[Region outline entries]
==================================================

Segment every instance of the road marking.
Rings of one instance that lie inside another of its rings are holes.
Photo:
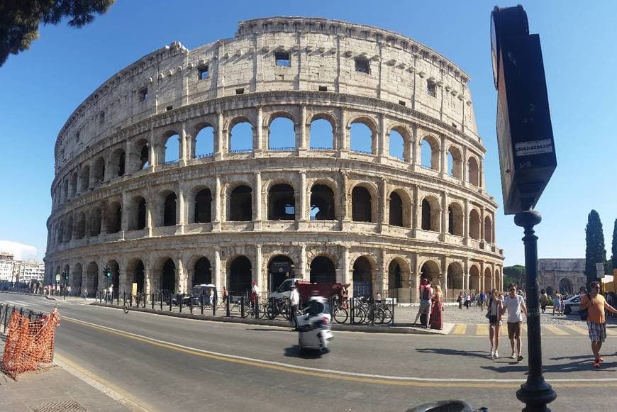
[[[135,399],[135,401],[132,401],[128,398],[130,395],[125,393],[124,391],[120,388],[118,388],[111,382],[94,374],[91,372],[84,369],[79,365],[69,360],[61,355],[59,355],[57,352],[54,354],[54,363],[73,376],[84,381],[91,386],[101,391],[110,398],[120,402],[133,412],[148,412],[148,411],[154,411],[152,406],[148,405],[148,403],[144,402],[143,400]],[[146,405],[147,407],[142,407],[140,404]]]
[[[371,374],[362,374],[355,372],[348,372],[344,371],[337,371],[333,369],[324,369],[321,368],[314,368],[304,367],[269,360],[263,360],[247,357],[244,356],[238,356],[234,355],[228,355],[203,349],[197,349],[190,347],[177,343],[172,343],[165,340],[160,340],[153,338],[148,338],[130,332],[126,332],[107,326],[91,323],[85,321],[80,321],[73,318],[62,318],[63,320],[68,322],[72,322],[84,326],[99,329],[109,333],[113,333],[124,338],[133,339],[144,343],[162,347],[165,349],[170,349],[177,352],[194,355],[201,357],[207,357],[216,360],[230,362],[248,366],[261,367],[264,369],[269,369],[279,372],[284,372],[287,373],[294,373],[298,374],[308,375],[312,377],[318,377],[321,378],[335,379],[345,381],[352,381],[357,382],[379,384],[384,385],[396,385],[404,386],[428,386],[434,387],[435,382],[448,382],[449,386],[466,387],[466,388],[518,388],[520,384],[525,382],[523,379],[457,379],[457,378],[418,378],[413,377],[395,377],[387,375],[376,375]],[[553,386],[555,387],[580,387],[581,386],[600,387],[615,386],[617,387],[617,378],[597,378],[597,379],[550,379]],[[596,384],[590,384],[590,382],[597,382]]]
[[[564,335],[568,334],[568,333],[566,332],[565,330],[564,330],[563,329],[561,329],[561,328],[557,328],[557,326],[554,326],[552,325],[545,325],[544,329],[545,329],[547,330],[550,330],[551,332],[552,332],[555,335]]]

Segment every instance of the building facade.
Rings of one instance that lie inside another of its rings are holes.
[[[415,40],[323,18],[156,50],[58,135],[47,279],[243,293],[295,276],[408,301],[422,277],[448,297],[501,288],[468,82]]]
[[[549,295],[577,293],[587,282],[584,259],[538,260],[538,284]]]

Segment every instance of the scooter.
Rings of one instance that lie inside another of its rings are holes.
[[[328,343],[334,338],[330,329],[332,317],[328,299],[313,296],[308,299],[306,313],[296,317],[298,325],[298,345],[306,349],[328,351]]]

==================================================

- [Work required]:
Please rewrite everything from the line containing "Segment every instance of the scooter." down to the end of the items, putting "moped" in place of "scooter" and changing nothing else.

- [Final result]:
Segment every instance of the moped.
Rings of one instance that lie inside another of its rings are holes.
[[[328,343],[334,338],[330,329],[332,317],[328,299],[313,296],[308,299],[306,313],[296,317],[298,325],[298,345],[306,349],[328,351]]]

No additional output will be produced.